-- start Exercise materials --

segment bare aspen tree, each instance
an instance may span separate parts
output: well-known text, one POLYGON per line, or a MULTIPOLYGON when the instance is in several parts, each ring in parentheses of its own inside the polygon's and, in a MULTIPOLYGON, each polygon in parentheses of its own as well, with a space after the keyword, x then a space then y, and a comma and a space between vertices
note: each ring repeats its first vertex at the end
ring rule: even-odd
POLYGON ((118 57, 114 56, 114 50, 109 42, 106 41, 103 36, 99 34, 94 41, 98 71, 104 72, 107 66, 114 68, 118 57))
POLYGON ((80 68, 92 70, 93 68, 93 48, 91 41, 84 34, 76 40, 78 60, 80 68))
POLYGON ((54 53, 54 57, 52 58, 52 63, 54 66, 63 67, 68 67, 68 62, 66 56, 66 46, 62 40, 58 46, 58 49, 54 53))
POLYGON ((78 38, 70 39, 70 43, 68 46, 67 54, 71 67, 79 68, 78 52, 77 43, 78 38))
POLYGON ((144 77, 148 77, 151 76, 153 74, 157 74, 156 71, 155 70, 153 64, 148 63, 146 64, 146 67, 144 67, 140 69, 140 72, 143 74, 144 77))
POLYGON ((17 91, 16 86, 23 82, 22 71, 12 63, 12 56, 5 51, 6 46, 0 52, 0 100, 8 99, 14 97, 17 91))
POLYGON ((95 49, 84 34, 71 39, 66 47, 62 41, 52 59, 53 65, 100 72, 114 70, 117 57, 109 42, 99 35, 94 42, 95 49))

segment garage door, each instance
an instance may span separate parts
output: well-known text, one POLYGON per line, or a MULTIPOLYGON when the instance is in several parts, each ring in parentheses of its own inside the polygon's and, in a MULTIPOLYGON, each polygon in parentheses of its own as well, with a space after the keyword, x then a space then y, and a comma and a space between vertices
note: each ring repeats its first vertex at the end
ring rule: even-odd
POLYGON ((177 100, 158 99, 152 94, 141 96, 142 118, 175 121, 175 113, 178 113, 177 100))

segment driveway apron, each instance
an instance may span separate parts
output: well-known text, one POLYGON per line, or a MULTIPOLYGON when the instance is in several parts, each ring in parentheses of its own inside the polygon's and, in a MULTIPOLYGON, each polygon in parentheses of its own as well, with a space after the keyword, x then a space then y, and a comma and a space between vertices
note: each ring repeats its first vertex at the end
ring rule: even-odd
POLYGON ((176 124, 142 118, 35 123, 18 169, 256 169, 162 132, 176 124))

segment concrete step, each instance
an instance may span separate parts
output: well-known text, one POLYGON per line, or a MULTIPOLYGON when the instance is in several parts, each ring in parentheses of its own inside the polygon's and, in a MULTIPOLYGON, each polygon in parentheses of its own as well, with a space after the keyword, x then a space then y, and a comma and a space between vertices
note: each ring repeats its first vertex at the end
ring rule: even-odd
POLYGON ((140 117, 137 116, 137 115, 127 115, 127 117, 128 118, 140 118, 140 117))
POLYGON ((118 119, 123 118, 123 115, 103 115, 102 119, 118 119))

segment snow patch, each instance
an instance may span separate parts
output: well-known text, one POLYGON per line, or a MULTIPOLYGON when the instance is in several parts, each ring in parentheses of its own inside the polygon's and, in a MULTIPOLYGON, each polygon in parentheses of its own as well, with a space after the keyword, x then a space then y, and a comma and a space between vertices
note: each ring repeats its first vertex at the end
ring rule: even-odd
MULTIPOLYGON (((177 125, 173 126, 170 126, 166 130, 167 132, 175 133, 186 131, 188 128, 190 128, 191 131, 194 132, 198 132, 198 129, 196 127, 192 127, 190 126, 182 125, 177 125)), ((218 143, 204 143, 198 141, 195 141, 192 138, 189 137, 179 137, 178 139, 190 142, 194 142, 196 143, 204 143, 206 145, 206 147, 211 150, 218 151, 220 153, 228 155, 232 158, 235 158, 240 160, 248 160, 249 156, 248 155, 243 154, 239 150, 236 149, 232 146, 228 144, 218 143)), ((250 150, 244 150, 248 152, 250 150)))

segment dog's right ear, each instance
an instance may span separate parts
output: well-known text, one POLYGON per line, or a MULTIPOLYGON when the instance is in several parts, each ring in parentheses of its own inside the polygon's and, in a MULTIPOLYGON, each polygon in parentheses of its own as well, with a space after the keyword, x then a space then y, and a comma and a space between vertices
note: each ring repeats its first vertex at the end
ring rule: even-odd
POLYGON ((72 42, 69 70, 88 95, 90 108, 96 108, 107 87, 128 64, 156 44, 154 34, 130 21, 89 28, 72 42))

-- end Exercise materials --

Goal - Scale the records above, starting at the line that contains "segment driveway apron, each instance" and ending at the line that contains "POLYGON ((176 124, 142", and write all of those lines out again, requests included. Multiply every polygon vertex coordinate in the answers by 2 and round to whole numbers, with halves rounded up.

Written response -
segment driveway apron, each instance
an instance may span separate parts
output: well-known text, one POLYGON per line, or a MULTIPOLYGON when the instance is in several parts, each ring in parentheses of its own inside the polygon's and, in a MULTIPOLYGON, each polygon in parentheses of its own as well, with a space after the keyword, x then a space then y, and a comma and a space between vertices
note: each ring repeats its first vertex at the end
ring rule: even-odd
POLYGON ((352 248, 284 236, 70 246, 36 338, 512 338, 324 264, 352 248))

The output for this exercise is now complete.